(Pointing dataset lines)
** Start **

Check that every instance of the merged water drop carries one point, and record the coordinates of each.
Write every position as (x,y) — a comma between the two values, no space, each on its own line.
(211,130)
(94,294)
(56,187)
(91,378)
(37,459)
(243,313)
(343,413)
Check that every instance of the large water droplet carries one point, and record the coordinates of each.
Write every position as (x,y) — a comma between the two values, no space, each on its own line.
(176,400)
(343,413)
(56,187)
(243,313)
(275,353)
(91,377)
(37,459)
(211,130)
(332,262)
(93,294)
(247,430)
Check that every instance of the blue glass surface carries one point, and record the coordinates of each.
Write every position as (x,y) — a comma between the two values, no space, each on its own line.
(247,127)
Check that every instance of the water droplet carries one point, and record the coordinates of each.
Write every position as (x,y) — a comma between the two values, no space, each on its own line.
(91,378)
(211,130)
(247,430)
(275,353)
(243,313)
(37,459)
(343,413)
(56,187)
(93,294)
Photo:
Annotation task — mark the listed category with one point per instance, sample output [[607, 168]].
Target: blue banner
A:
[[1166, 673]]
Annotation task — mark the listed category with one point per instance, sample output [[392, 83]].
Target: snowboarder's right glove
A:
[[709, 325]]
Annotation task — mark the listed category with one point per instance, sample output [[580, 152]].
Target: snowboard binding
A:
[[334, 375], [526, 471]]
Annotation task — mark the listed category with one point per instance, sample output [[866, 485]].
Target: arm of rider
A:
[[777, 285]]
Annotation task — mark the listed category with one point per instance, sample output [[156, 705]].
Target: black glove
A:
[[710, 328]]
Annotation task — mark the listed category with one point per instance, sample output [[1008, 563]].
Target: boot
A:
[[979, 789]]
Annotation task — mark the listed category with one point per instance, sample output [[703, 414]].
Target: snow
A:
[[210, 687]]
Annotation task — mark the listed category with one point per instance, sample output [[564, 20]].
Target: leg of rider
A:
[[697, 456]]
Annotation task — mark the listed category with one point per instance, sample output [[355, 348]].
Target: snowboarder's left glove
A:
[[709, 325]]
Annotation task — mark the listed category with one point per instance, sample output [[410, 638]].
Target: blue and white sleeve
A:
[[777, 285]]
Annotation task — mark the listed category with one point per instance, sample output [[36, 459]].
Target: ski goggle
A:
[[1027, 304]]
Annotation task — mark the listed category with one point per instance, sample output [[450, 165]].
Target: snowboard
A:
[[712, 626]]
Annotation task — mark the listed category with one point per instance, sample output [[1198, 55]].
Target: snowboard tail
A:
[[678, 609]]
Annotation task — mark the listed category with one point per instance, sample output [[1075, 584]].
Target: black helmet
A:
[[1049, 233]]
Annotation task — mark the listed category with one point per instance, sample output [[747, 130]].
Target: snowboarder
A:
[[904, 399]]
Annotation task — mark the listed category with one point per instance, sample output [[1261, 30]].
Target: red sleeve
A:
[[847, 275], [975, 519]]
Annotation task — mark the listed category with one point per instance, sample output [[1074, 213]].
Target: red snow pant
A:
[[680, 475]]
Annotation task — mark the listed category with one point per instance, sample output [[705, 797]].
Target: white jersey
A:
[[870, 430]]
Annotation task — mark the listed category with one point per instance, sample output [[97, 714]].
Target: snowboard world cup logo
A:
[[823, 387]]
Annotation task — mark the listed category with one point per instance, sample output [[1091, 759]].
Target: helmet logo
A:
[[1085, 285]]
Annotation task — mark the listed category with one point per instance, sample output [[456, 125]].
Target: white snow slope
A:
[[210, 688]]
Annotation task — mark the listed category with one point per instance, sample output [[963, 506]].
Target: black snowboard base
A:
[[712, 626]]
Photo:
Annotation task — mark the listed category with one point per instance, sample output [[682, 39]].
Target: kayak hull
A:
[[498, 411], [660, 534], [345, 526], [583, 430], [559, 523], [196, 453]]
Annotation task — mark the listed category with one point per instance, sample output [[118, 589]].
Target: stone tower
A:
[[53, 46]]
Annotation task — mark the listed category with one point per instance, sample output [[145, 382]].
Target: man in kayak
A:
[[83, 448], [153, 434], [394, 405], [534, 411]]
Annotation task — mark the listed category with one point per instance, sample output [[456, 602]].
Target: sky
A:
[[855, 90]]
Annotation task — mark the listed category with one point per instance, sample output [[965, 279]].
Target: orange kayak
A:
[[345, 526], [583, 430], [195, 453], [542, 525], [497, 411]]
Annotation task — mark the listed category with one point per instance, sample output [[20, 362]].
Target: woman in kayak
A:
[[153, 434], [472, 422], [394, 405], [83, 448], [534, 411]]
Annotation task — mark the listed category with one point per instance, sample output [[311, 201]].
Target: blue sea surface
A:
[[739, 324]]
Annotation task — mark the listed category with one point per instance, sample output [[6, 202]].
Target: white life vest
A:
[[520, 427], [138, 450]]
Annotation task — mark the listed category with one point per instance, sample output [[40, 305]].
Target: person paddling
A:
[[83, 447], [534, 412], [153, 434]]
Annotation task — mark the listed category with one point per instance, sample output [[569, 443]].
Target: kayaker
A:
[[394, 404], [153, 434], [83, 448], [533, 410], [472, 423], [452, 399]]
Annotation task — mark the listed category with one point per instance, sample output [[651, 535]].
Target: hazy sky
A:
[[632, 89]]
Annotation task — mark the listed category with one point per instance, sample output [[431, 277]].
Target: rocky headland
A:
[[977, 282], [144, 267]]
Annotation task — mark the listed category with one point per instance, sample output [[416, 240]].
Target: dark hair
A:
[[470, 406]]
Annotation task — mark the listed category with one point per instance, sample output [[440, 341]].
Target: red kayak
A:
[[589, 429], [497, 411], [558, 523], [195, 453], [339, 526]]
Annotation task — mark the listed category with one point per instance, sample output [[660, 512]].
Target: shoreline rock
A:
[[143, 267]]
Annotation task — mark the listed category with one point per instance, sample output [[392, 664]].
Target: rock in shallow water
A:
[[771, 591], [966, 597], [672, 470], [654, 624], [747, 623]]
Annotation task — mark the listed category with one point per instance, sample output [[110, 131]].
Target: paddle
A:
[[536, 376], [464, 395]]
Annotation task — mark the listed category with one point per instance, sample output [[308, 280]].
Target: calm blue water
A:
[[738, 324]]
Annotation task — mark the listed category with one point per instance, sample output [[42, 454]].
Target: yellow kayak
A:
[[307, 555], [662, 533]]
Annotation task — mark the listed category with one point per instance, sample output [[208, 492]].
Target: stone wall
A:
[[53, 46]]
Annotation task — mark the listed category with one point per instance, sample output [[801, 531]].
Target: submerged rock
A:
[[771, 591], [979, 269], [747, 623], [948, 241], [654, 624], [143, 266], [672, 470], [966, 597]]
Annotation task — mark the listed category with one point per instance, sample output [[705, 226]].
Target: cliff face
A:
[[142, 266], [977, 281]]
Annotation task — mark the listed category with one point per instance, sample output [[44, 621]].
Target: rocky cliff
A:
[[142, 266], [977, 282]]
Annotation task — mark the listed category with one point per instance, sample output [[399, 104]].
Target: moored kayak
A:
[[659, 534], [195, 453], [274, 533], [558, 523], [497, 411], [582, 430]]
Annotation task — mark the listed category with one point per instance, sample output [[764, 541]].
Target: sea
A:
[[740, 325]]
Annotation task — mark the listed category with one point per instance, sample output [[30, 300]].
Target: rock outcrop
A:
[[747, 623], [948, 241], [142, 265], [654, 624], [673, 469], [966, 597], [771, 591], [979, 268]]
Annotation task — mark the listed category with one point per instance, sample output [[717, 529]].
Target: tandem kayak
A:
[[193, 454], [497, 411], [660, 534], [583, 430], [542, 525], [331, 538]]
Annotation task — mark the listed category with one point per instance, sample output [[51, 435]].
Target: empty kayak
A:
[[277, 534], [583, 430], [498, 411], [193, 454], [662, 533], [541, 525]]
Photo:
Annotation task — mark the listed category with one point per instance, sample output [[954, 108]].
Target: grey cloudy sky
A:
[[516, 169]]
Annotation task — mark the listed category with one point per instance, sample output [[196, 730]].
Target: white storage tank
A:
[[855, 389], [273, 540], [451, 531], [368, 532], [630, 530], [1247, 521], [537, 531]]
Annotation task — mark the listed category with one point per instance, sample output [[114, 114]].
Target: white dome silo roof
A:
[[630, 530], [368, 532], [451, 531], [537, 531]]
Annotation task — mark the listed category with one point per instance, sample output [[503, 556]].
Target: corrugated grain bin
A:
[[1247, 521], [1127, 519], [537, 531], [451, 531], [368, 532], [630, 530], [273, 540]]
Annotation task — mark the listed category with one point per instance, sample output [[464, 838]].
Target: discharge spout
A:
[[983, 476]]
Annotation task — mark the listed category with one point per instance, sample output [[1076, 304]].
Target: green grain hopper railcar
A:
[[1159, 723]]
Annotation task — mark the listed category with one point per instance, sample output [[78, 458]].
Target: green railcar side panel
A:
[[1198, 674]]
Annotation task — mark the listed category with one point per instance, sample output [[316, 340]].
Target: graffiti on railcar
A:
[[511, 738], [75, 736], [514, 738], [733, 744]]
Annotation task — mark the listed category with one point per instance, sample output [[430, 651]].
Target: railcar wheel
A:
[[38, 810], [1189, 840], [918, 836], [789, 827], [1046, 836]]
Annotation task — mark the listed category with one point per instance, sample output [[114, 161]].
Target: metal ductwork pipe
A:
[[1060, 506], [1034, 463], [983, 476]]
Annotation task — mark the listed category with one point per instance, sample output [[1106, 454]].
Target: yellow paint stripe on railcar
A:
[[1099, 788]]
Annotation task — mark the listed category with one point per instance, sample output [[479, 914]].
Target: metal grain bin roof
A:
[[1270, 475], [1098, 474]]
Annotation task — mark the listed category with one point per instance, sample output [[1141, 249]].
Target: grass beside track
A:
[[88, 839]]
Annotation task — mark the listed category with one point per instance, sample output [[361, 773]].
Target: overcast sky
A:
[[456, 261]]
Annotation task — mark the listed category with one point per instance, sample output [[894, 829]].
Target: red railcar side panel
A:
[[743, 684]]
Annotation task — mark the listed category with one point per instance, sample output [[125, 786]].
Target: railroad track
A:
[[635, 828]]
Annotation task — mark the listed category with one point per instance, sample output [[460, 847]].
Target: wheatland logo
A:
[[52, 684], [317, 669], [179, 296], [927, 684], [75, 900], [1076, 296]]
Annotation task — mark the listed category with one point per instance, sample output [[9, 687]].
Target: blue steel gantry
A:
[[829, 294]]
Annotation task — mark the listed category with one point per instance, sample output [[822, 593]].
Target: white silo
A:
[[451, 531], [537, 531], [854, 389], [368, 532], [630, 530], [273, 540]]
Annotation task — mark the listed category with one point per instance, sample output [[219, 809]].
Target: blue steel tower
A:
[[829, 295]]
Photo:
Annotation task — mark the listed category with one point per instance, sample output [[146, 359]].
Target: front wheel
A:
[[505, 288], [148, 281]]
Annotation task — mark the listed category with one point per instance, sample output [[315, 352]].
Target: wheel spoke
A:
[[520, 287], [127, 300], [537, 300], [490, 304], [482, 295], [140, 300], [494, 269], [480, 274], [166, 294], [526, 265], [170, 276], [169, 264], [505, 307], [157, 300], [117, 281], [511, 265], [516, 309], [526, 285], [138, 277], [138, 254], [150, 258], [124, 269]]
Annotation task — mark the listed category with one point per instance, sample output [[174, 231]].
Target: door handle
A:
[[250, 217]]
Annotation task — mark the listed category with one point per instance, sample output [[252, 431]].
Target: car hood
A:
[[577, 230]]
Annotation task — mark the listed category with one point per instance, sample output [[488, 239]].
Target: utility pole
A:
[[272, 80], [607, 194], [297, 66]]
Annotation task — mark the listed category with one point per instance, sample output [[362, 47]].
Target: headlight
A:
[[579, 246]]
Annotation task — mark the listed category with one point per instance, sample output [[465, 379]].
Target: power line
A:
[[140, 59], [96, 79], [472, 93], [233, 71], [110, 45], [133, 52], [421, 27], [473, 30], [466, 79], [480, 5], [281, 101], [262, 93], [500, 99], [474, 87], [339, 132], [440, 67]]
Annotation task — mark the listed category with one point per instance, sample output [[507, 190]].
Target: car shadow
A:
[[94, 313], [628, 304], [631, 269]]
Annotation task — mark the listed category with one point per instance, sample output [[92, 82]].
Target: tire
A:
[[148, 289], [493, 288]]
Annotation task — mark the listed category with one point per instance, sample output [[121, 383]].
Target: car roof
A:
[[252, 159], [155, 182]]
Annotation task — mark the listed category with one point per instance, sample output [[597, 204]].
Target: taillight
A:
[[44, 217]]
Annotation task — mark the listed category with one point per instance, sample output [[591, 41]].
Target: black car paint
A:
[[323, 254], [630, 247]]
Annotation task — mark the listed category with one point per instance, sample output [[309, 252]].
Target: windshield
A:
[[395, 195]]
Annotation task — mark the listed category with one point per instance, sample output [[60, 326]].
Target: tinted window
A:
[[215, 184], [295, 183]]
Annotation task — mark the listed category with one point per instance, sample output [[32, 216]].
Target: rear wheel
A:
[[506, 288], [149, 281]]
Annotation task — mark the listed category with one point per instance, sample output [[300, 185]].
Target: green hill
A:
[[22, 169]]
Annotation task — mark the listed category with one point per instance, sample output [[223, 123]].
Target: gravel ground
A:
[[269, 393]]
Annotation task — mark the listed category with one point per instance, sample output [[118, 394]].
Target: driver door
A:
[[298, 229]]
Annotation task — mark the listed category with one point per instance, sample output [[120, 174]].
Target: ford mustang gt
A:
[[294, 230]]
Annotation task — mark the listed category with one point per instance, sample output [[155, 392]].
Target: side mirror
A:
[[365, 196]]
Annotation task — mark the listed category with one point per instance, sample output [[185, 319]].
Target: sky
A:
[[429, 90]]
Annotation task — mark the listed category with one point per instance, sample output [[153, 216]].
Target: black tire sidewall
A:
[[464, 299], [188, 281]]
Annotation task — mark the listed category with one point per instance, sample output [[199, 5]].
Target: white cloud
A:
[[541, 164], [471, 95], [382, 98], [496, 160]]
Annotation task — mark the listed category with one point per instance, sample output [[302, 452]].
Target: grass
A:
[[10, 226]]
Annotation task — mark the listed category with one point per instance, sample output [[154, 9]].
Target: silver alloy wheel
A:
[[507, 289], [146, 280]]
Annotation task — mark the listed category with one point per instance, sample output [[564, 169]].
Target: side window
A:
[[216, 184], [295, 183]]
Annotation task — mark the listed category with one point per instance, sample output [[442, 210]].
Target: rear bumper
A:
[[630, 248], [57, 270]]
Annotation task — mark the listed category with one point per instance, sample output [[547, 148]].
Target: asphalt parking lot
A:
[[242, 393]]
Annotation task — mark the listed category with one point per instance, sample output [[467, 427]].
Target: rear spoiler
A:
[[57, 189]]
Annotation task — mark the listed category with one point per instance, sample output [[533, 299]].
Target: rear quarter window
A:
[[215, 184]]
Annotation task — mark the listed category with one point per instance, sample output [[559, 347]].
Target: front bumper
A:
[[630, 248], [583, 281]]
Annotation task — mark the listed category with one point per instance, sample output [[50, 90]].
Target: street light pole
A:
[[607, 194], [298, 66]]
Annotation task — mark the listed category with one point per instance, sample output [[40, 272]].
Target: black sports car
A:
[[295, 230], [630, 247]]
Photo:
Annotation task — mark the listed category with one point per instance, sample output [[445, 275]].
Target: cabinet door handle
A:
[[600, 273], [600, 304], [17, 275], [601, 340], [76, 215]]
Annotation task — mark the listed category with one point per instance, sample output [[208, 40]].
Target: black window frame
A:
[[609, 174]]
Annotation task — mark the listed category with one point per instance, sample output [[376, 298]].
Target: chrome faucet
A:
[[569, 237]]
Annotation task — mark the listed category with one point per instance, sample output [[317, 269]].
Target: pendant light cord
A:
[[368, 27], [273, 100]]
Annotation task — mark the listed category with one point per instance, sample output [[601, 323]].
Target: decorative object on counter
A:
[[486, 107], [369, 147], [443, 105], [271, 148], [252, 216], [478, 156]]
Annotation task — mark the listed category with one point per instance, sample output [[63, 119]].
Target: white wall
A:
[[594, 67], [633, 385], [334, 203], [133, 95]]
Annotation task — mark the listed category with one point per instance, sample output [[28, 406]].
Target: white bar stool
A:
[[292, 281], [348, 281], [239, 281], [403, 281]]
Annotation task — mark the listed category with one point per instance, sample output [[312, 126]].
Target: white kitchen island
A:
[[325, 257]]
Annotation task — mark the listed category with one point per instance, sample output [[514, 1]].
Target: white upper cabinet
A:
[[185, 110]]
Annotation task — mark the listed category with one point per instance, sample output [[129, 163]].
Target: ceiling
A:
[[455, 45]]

** End **

→ **REQUIREMENT**:
Convert the lines from the line with "output [[965, 279]]." to the line with "[[83, 447], [534, 412], [153, 434]]" into a two-column CSV with the headers request and answer, one row per request. Put each request's text and its answer in a single quoted field, replacing line breaks with spaces.

→ **SOLUTION**:
request,answer
"Annotation task — mark the listed category with one point per instance, sample output [[965, 279]]. Target: orange kayak A:","[[345, 526], [583, 430], [195, 453], [542, 525], [497, 411]]"
"Annotation task — mark the listed category with one point per instance, sample output [[20, 362]]. Target: woman in kayak A:","[[153, 434], [472, 422], [394, 405], [83, 448], [534, 411]]"
"Annotation task — mark the listed category with one point per instance, sample output [[311, 201]]. Target: blue sea surface A:","[[739, 324]]"
"Annotation task — mark the listed category with one point per instance, sample output [[6, 202]]. Target: white life vest A:","[[520, 427], [138, 450]]"
"Annotation task — mark the listed category with one point per instance, sample output [[40, 305]]. Target: person paddling A:","[[83, 447], [534, 412], [153, 434]]"